◆ Data:

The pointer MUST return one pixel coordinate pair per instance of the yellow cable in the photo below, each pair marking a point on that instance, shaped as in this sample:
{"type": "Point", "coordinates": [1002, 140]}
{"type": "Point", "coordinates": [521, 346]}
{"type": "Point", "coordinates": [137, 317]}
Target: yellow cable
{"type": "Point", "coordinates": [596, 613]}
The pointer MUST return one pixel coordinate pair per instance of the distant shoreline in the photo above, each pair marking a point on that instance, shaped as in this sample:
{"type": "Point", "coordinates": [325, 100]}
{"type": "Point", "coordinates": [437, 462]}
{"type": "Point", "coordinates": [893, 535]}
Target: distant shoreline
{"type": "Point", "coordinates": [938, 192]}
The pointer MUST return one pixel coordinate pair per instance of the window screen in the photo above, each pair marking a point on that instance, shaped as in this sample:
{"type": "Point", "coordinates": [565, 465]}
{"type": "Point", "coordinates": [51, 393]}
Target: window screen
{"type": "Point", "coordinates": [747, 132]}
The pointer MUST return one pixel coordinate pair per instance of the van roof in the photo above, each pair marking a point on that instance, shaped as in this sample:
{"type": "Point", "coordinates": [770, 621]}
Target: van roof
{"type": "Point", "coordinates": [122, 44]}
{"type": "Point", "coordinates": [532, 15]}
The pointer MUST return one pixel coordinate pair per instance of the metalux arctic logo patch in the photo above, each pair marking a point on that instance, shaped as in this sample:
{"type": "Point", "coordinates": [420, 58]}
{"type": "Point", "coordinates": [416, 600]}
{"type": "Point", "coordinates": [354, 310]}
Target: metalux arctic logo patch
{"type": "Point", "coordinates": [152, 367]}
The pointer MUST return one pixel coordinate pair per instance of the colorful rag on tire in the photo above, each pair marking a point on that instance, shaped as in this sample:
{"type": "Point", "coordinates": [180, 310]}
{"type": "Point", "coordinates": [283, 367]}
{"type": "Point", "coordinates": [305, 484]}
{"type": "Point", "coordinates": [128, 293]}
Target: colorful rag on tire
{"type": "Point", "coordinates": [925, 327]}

◆ Work order: Each line that contains the string "sample" should be copied from the data above.

◆ Expected answer:
The pointer MUST return one pixel coordinate pair per instance of the yellow cable in the photo below, each pair marking a point on that instance, shaped as in this sample:
The pointer MUST return one pixel coordinate pair per instance of the distant shoreline in the photo above, each pair marking a point on that instance, shaped as in this sample:
The pointer MUST return one pixel coordinate pair per instance of the window screen in the photo above, each pair marking a point on that instance, shaped as in this sample:
The pointer MUST return one pixel coordinate pair per instance of the van roof in the photo above, each pair marking a point on that instance, shaped as in this sample:
The pointer MUST return one pixel coordinate pair per instance of the metalux arctic logo patch in the photo above, each pair marking a point on that instance, shaped as in this sample:
The pointer MUST return one pixel coordinate pair per instance of the colorful rag on tire in the photo above, each pair marking a point on that instance, shaped as in this sample:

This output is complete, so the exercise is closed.